■ Set exercise
All lines from the one with "Reviewer note: every instance of the man in blue" to the end need to be copied exactly, with nothing before them.

■ Supplied entries
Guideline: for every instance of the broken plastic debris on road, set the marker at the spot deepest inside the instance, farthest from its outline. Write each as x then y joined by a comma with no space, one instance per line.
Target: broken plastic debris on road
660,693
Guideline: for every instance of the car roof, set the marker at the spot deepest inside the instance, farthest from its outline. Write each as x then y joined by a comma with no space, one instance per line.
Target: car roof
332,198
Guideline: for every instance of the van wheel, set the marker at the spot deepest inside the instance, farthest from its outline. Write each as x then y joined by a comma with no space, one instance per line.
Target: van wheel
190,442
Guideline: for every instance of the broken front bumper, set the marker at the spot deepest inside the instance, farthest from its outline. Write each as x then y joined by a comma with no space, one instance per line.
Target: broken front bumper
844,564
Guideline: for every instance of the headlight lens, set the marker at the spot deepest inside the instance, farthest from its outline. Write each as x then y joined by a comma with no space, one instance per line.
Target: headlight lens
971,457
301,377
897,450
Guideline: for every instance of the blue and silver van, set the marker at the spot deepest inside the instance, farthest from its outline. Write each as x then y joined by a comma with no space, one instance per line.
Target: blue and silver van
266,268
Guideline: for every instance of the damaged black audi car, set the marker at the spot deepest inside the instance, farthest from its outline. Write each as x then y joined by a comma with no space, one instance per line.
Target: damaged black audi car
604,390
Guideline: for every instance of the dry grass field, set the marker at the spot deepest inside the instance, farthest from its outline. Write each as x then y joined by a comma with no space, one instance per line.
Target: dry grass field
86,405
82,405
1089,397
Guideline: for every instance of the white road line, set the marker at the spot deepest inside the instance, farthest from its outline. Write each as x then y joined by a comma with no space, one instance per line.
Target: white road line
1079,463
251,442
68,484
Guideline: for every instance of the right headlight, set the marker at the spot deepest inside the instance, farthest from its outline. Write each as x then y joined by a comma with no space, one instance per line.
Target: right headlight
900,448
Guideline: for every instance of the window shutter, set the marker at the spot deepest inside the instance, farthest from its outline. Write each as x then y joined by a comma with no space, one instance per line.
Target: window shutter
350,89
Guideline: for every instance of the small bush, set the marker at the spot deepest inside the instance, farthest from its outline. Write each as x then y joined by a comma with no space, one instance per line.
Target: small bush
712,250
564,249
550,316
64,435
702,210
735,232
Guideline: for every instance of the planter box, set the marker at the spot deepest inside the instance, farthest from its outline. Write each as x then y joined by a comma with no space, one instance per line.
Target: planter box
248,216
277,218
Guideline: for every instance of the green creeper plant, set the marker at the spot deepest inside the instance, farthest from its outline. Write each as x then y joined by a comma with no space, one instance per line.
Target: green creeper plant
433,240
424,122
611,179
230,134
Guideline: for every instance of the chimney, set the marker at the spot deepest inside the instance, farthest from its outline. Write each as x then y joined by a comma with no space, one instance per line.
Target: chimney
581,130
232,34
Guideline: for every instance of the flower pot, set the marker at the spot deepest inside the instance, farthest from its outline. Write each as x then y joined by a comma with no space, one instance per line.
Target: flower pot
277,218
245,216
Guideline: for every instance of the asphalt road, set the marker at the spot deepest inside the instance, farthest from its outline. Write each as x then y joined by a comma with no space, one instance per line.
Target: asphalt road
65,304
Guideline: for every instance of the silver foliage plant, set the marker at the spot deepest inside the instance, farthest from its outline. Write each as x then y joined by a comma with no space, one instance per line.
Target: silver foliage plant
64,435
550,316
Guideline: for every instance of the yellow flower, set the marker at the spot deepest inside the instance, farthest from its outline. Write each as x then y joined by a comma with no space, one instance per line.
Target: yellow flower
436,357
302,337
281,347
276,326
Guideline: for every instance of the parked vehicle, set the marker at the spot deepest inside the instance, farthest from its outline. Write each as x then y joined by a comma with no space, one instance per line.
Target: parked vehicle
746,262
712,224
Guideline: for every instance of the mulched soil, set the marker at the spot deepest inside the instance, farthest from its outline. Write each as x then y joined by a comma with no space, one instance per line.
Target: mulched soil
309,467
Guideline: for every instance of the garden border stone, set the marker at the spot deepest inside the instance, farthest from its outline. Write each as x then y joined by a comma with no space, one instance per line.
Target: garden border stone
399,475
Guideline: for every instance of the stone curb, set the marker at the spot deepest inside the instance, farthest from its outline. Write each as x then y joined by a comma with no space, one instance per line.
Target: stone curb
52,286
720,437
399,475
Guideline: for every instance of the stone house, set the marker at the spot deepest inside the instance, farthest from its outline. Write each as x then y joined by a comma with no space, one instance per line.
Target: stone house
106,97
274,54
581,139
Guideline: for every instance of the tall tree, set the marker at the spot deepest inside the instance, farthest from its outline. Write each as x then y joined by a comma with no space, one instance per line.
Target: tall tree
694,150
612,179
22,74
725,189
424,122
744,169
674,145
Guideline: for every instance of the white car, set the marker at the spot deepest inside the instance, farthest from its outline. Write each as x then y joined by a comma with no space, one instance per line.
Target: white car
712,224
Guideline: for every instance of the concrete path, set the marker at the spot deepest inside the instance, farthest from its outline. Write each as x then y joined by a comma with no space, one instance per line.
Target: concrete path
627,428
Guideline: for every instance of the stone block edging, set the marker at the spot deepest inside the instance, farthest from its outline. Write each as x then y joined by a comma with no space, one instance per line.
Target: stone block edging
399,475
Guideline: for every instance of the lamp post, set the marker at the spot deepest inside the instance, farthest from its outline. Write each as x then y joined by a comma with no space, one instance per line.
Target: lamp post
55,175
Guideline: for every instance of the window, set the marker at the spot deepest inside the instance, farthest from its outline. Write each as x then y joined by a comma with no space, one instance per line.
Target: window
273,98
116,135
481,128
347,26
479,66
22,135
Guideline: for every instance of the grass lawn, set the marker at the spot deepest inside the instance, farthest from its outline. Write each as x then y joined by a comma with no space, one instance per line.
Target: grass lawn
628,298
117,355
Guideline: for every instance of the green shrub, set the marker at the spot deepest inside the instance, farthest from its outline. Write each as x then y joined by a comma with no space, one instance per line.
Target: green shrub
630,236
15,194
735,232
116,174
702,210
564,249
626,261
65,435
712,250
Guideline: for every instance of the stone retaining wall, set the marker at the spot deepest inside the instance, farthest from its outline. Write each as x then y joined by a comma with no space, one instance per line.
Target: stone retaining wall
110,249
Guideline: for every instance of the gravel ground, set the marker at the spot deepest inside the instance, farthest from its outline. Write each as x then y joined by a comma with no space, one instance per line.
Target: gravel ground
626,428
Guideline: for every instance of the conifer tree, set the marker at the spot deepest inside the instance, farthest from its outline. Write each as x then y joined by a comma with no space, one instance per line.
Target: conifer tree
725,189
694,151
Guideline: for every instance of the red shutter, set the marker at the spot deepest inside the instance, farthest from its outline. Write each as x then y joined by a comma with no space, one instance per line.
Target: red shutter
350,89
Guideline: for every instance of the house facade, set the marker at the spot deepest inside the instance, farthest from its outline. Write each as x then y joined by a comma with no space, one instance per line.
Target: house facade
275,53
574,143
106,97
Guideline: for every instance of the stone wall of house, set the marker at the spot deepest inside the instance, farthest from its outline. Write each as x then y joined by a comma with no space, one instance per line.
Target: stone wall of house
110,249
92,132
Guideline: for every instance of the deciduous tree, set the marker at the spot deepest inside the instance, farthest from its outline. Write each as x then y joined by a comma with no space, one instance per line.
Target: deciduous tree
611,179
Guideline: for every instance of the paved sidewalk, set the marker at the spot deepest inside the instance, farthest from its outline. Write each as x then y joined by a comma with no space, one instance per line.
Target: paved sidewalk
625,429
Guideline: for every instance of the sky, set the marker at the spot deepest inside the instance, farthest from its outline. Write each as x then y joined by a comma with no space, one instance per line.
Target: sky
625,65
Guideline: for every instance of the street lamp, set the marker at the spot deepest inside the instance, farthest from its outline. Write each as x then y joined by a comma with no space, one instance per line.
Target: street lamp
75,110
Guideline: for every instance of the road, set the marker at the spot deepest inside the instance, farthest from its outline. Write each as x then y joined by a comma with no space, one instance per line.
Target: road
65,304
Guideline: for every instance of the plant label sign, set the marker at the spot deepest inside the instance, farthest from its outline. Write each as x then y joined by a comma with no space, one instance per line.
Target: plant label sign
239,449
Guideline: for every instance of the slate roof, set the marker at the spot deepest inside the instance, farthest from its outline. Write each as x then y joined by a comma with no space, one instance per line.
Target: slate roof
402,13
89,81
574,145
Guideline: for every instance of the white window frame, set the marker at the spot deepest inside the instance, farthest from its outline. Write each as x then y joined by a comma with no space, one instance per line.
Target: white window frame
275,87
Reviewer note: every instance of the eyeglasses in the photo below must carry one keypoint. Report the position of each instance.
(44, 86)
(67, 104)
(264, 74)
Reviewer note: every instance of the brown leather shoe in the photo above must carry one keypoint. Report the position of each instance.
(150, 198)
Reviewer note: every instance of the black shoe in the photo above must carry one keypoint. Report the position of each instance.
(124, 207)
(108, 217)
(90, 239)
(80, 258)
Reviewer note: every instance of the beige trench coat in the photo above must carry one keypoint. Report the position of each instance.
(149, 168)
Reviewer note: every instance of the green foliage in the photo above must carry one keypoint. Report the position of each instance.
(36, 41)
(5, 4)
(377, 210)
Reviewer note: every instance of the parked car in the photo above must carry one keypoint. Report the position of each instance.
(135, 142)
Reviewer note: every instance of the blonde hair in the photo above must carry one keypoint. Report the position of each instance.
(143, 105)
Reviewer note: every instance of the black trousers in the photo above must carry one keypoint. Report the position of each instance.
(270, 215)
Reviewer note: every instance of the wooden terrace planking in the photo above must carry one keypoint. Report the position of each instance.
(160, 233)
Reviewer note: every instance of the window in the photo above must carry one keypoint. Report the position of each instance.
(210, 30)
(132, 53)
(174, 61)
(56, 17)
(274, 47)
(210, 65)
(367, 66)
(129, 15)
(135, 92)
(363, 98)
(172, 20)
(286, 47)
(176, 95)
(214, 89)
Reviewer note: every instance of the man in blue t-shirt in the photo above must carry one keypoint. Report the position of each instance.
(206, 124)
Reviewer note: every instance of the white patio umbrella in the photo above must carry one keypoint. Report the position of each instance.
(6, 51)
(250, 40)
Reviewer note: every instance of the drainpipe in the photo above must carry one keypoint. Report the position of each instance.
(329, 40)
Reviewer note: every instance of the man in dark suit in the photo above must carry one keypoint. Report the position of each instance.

■ Answer to this exercise
Reviewer note: every instance of the man in blue t-shirt in the photo above must carry one keypoint. Report the position of each instance.
(206, 124)
Reviewer note: every instance of the white patio umbrella in the photo above must carry one keypoint. Report the position of each instance.
(6, 51)
(250, 40)
Reviewer note: every instance of the drainpipe in the photo above must carry one keypoint. Report the position of each instance.
(329, 40)
Reviewer note: every instance of the man in dark suit in the photo above must carry one keypoint. Report the position of each instance.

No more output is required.